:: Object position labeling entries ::
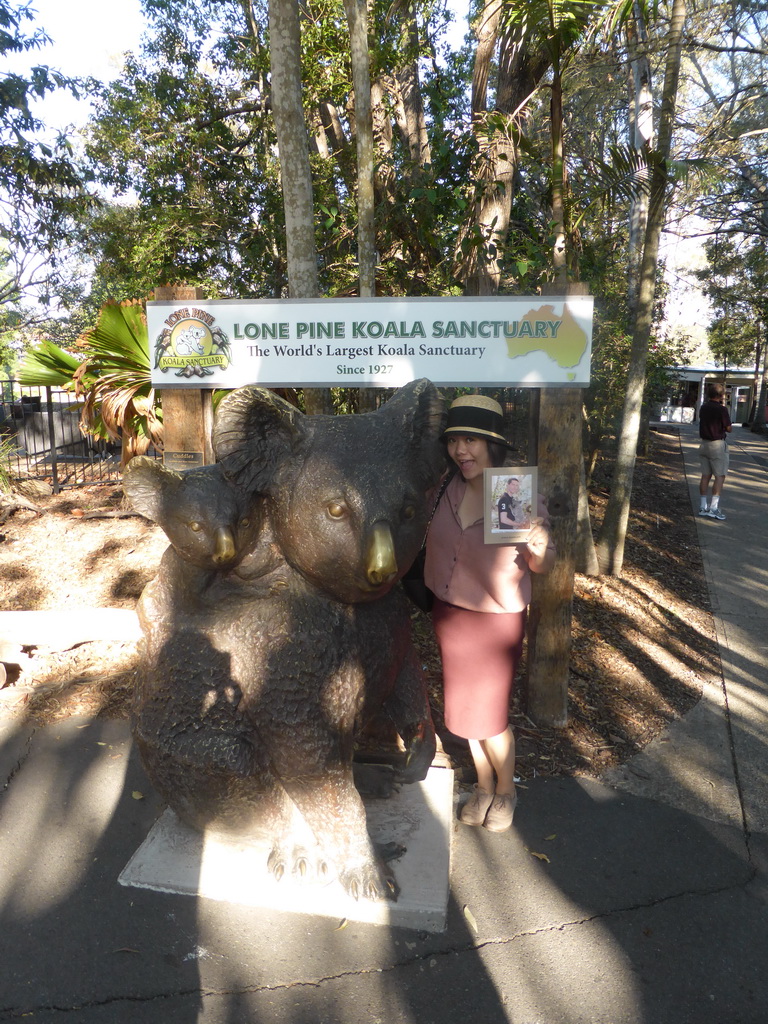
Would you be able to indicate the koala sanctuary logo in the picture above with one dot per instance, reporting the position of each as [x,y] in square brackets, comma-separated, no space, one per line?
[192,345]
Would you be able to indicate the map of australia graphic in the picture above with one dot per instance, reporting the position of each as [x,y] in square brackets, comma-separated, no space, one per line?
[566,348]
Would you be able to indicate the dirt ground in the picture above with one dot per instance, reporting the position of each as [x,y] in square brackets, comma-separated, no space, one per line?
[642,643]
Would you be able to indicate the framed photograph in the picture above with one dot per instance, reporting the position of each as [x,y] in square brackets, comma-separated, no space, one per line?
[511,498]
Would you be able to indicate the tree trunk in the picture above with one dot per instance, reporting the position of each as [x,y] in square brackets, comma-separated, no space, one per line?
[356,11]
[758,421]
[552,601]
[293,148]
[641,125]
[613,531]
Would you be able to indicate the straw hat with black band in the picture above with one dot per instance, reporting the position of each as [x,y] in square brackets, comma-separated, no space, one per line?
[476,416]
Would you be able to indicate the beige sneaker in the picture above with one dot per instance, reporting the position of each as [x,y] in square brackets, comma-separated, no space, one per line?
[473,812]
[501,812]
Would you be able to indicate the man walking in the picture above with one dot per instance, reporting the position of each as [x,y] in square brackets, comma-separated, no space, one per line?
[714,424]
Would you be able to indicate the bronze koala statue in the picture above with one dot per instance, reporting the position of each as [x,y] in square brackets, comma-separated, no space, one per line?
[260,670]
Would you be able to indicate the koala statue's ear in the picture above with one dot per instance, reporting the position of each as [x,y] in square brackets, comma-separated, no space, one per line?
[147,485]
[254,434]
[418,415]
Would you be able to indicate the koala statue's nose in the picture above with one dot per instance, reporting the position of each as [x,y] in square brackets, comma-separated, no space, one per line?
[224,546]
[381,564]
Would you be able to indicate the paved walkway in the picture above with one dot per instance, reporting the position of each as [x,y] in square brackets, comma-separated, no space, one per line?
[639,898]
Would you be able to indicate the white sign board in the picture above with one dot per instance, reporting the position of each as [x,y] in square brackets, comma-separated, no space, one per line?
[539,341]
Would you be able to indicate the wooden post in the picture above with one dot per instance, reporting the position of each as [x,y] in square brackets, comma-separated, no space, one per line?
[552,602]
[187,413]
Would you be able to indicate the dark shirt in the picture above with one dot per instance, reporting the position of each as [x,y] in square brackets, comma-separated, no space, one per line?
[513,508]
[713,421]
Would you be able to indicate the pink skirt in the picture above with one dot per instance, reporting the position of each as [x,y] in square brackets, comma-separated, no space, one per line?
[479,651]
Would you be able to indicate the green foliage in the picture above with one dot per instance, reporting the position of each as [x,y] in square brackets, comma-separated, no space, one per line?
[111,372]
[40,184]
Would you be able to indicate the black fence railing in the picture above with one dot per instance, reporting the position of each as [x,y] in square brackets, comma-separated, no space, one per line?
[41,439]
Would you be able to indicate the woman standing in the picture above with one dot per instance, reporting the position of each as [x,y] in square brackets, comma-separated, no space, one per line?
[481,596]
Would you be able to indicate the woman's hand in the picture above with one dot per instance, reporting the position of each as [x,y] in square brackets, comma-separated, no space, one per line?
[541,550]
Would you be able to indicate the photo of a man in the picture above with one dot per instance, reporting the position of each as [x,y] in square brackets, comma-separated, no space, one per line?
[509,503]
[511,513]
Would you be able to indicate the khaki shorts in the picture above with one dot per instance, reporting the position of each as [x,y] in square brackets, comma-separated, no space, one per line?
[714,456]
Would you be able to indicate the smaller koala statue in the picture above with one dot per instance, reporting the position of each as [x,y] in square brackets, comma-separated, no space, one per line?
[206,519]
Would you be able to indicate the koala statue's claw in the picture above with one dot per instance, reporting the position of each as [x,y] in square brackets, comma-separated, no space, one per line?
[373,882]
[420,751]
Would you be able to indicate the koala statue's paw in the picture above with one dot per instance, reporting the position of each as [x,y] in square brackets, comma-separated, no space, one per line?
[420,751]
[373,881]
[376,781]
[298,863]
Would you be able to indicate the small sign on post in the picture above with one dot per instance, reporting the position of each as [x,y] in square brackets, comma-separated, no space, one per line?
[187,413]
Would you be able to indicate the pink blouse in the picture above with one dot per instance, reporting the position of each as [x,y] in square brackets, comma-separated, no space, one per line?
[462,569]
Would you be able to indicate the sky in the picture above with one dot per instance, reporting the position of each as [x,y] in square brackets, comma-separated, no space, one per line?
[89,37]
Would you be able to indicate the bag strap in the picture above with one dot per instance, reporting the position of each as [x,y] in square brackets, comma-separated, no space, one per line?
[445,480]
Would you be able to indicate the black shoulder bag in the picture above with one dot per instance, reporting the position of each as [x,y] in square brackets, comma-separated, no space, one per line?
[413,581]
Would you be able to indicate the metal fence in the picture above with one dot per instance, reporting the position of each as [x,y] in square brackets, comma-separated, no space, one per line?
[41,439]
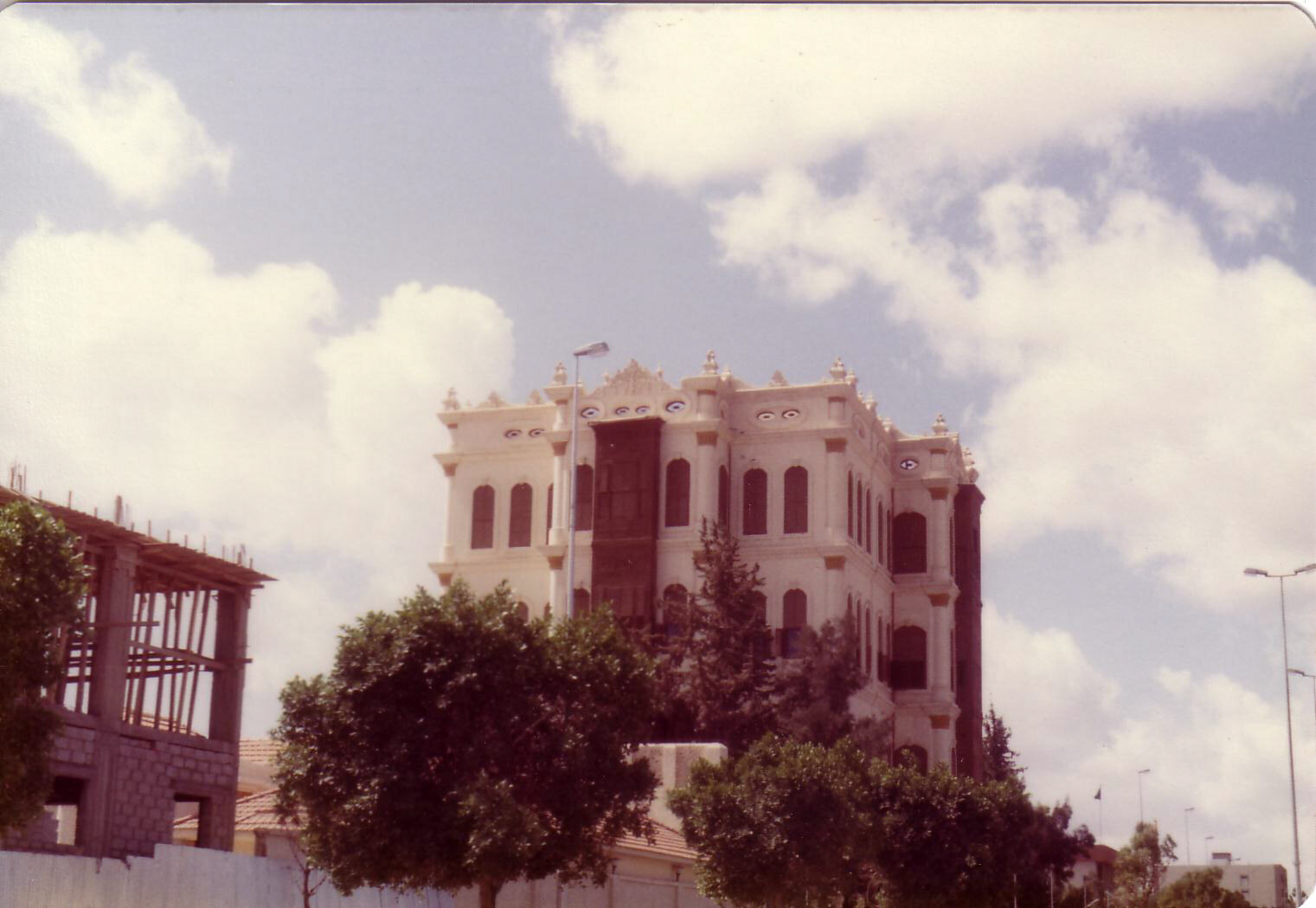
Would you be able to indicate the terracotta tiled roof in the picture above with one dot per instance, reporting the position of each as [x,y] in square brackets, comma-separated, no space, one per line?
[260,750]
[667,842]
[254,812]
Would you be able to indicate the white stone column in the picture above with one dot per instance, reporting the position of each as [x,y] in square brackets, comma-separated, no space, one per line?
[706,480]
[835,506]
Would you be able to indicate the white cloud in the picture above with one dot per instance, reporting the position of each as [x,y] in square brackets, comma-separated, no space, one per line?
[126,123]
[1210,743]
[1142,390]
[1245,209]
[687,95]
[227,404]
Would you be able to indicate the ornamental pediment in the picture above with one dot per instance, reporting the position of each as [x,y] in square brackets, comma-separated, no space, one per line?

:: Work required ::
Copy out all of the entries above word for word, leaving out the pictures.

:: Worked answer ::
Would you be able to indicate the koala sanctuary logo in the picture above with one dot per instance, reporting the position of each as [x,y] in square brackets, comma-separated, no space, one per line?
[192,345]
Would you be able to indicate the map of australia graphic in the picture above with one dot per instance, reporting the position of each as [x,y] in square brackets, comma-separated, no space, one per line?
[566,348]
Would you be able to indicate the dirt ground in the picture above with one dot per instance, reporting the position of each as [x,y] in square brackets, comma-separated, no space, one per line?
[642,643]
Would you be able to indicate the framed photograph in the picture above with one dot per instance, reporting the position of each as [x,y] in square brackets, comma-separated, no space, one per line?
[511,498]
Would you be able to indicate the tree trunk in the picture above with one dot per instance, reporting the position of each as [x,y] in square brackets, comma-separated, no space, one per line?
[356,11]
[758,421]
[552,601]
[293,148]
[641,125]
[613,531]
Would you be able to indicate the straw hat with black band in the picture above with one dot per instance, reporting the position of each as [x,y] in square brackets, comma-separated, no space, one per line?
[476,416]
Would you be able to indicate the beige sneaker in the picture above with one dot per instance, reporting the position of each as [x,y] in square brackets, comma-separated, no space, one per line?
[473,812]
[501,812]
Would you be able to indicate the man walking in the picture above with one dot per instance, reporting the position of each as [x,y] in square brackets, comma-separated, no space, one per line?
[714,424]
Would you be able to indicate the bronze koala statue in the picture above with one dot per instance, reporting the position of each as [x,y] in square brackets, comma-separated, no space, one per line?
[260,670]
Would you be able to indicate the koala statue's ear in the picture above with one dot per instance, reporting the position of each as [x,y] in square brackets, comma-separated, no space, one per line?
[147,485]
[254,434]
[418,415]
Would you be able to indicate the koala statue's nose in the picture above with one dot per instance, reporting the position of each as [x,y] in square brackets, comma-separated, no space, one per line?
[224,546]
[381,564]
Would you be able to indicate the paved walkway in the picture above with one dot per instance, reporting the position of each as [x,y] in square brackets, comma-separated, no space, one per line?
[639,898]
Would you be able to indicate the white sign board in the picture above with one dot per instance, reporting the position of each as [x,y] in square brackets, comma-separated, no space, one per line?
[539,341]
Would you be able to indicate the wooden post in the picture above with one dot per instance, reporting the position of each as [x,y] in square brackets, comma-separated, no space, one per line?
[552,602]
[187,413]
Would you be able to indicate the dark shirt in the picture above with one dot per instance, reporting the position of each as [x,y] in square brackets, comma-separated, no space, one per line?
[513,508]
[713,421]
Would you be able to indicate the pink skirt in the picture above with one dot per instance, reporting the position of each as [x,y] in square brackets, comma-separated, no space, one per line?
[479,651]
Would you be able to indicate the green foliage in the picture above with one dot per instance, reporting the position of each as [x,y] in square brackets, comma-separated, no space, one per line?
[111,372]
[40,184]
Would you be able to indicate the black fence railing in the picture above with one dot per instance, reporting the position of each as [x,y] in square brackets, comma-separated, no space, one per line?
[41,439]
Would you be able to indicate the woman standing in the picture above with one dot per instance, reporting the position of each as [x,y] in square brackets, comma-separated, no space, one per line?
[481,596]
Would you be able to indicate the woman's hand in the picture above with one dot per instance, reporting the position of each as [x,y] in square brackets, comma-separated, no space, one per line?
[541,550]
Would you be able to indicate the photo of a man in the picture above with one dot per instance, reporting the position of each as [x,y] in square brackets, comma-separated, no space, one per line?
[509,503]
[511,513]
Would you be able to indicate the khaki shorts in the picture above with one dot per instance, reporting the position of each as [x,y] in square brackets, comma-separated, no space, one per line?
[714,456]
Would you be able to indicate the smaller koala statue in the picture above with one dot per instance, reporting the position of each as [x,y] in square brackets, comma-separated, no space, one per line?
[206,519]
Would you be able to indicate the koala statue's claw in the picture above with one dot per instance, reporting the position of each as [x,y] in square brackets, comma-separated, no space, one per line?
[373,882]
[420,751]
Would you be able to indicate the koala statue's paw in the picture above with one dot per instance, reporting the position of each as [x,y] in square brackets, comma-separated, no space, one per line?
[420,751]
[373,881]
[376,781]
[298,863]
Would you be able to indicate the small sign on post in the picture above with one dot per instance, reporting the position of each as [x,y] in square brackets, comma-separated, no space, one per line?
[187,413]
Would you be able to indicate the pink blouse in the picture above with one dot per instance, reporting the position of each as [x,y] in square brackets, comma-separated, no space, one per line?
[462,569]
Would you be able to indicate the sky in the picture above with one dot per instance, reporting the position of each as [x,y] in square brackets, comma-separated, no space, one per line?
[89,37]
Would you be able to indicate the bag strap in the picture above with one dot per instance, reporting the position of each as [x,y] in square brackets, comma-separated, no space, one per line?
[445,480]
Would you be able to indicate the black shoulder bag in the picture above with one dot per instance, reporting the position of each as [x,y] in square brackets, comma-separated, no space, one per line?
[413,581]
Would you be able to indicate the metal fence in the picture above with one dot per instance, reporting the position of each as [x,y] in square brackets, comma-separated, no space, one per line?
[41,439]
Would you be able to indicate the terracotta tiled roof in the picture above with one dot per instance, reporting the position of each as [x,y] in square brackets, comma-separated, no space, one per line?
[260,750]
[667,842]
[254,812]
Would you be able to indicate the white stone column in the picture above with one dot per instance, reporting the position of each as [x,y] in square brackets, comma-separated, no space, one per line?
[706,480]
[835,506]
Would you be able to indicate the white cloud in the picture above with one dot per instance, reporting the position of each as [x,y] in square brackets, comma-separated, no space, one per line?
[126,123]
[1210,743]
[1142,390]
[1245,209]
[687,95]
[227,404]
Would you be able to indicate the ornamental pediment in the picture above with one dot per instance, reporting the position of each as [x,y] in square brackets, comma-separated, no space, one per line?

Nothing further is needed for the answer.